**Problem statement:** Your task is to quote the records from their first line through the line containing "TARGET: the brown clipboard board", with nothing added or left out.
----------------------------------------
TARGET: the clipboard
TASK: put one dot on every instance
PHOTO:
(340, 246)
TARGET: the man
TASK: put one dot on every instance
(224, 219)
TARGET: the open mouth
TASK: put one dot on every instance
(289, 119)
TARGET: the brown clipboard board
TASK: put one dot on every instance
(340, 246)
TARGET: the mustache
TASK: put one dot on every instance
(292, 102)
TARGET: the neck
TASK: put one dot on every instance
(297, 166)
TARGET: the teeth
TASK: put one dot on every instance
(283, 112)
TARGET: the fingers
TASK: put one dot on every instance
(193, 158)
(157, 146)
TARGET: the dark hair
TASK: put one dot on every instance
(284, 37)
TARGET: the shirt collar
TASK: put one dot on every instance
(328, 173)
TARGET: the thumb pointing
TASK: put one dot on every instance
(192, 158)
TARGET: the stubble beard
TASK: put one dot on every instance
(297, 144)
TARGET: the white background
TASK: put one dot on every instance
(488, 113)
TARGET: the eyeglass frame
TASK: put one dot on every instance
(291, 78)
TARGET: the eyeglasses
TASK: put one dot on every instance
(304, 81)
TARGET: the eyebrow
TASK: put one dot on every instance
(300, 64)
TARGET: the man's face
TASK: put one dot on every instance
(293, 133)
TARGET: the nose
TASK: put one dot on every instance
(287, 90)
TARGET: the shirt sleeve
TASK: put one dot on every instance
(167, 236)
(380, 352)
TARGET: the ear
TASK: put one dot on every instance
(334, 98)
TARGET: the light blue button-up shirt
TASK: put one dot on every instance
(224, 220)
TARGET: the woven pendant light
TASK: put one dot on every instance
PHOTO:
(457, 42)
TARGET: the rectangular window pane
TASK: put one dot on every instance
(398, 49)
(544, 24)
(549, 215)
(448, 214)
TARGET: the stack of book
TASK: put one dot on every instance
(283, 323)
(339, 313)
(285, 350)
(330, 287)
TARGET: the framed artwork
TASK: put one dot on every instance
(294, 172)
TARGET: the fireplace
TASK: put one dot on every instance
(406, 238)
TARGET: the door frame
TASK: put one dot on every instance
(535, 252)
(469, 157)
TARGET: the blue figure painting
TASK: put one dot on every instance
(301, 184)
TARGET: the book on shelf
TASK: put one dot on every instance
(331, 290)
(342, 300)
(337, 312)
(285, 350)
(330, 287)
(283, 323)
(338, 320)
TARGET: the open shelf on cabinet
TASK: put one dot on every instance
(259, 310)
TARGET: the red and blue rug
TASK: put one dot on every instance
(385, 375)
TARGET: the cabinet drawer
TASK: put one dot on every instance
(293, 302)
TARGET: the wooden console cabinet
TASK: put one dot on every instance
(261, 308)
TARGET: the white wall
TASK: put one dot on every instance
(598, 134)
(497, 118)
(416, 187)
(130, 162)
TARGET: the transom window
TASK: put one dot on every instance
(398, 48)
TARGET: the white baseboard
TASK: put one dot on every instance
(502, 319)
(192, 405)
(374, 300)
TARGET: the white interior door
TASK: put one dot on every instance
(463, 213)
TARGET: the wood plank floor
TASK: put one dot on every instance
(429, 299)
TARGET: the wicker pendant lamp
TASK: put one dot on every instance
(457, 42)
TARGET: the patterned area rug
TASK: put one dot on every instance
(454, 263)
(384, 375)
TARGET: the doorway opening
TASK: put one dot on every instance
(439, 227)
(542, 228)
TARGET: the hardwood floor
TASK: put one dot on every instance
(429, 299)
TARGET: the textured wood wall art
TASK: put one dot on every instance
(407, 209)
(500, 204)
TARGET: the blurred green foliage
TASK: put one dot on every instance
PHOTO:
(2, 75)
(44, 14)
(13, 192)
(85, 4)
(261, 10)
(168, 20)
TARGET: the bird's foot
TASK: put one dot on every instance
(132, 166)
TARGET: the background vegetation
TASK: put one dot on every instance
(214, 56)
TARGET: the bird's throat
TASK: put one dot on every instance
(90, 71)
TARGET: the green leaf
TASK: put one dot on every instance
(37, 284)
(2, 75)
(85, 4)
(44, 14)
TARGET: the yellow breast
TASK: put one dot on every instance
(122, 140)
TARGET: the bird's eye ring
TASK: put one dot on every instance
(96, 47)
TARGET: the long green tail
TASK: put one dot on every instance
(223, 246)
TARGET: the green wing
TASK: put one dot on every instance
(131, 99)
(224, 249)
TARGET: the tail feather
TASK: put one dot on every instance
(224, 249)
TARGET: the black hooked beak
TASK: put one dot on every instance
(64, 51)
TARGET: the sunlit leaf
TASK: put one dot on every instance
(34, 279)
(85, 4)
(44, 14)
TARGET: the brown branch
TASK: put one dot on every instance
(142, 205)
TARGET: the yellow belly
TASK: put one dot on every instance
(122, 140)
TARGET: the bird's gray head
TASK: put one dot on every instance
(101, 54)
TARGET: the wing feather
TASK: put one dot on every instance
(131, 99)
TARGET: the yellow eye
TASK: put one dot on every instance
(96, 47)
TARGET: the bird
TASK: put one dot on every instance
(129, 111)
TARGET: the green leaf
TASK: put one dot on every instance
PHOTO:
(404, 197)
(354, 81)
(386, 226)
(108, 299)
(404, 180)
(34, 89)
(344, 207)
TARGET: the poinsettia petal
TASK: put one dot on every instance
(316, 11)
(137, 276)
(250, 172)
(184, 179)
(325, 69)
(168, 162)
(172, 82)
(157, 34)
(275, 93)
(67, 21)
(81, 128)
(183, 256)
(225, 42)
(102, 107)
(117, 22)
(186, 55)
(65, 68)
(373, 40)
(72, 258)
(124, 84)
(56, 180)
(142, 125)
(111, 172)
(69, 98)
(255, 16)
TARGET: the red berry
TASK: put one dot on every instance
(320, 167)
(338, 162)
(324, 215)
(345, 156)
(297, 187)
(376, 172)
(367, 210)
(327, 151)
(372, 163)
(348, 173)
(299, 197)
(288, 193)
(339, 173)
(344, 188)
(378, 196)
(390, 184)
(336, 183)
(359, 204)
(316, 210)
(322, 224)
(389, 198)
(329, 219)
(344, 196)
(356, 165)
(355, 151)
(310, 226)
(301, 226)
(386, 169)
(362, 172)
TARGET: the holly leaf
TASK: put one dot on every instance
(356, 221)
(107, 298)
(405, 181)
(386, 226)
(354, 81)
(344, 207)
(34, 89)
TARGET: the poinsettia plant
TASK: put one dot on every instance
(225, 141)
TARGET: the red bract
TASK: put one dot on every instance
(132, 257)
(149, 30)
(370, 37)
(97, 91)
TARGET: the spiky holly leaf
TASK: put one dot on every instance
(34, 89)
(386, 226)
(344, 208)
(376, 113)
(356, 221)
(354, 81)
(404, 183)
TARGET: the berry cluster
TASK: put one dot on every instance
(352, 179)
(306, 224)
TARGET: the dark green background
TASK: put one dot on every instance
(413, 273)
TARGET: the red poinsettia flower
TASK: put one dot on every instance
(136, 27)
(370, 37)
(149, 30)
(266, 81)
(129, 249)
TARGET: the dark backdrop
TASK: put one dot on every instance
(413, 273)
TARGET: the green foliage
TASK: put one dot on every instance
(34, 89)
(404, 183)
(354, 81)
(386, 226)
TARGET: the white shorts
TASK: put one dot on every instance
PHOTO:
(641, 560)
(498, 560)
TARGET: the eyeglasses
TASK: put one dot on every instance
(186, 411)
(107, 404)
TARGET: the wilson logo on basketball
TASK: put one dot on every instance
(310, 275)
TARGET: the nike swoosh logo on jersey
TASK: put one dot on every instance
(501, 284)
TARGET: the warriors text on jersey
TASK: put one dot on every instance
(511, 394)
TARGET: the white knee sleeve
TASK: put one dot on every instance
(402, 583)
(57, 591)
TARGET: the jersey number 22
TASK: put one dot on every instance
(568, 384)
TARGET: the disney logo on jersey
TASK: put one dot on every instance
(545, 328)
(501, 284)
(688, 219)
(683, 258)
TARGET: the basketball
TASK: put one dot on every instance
----------------------------------------
**Response box:**
TARGET: the clipboard
TASK: put one dot on every instance
PHOTO:
(340, 246)
TARGET: the man
TASK: put one dot on every instance
(224, 219)
TARGET: the open mouth
TASK: put one dot on every instance
(289, 119)
TARGET: the brown clipboard board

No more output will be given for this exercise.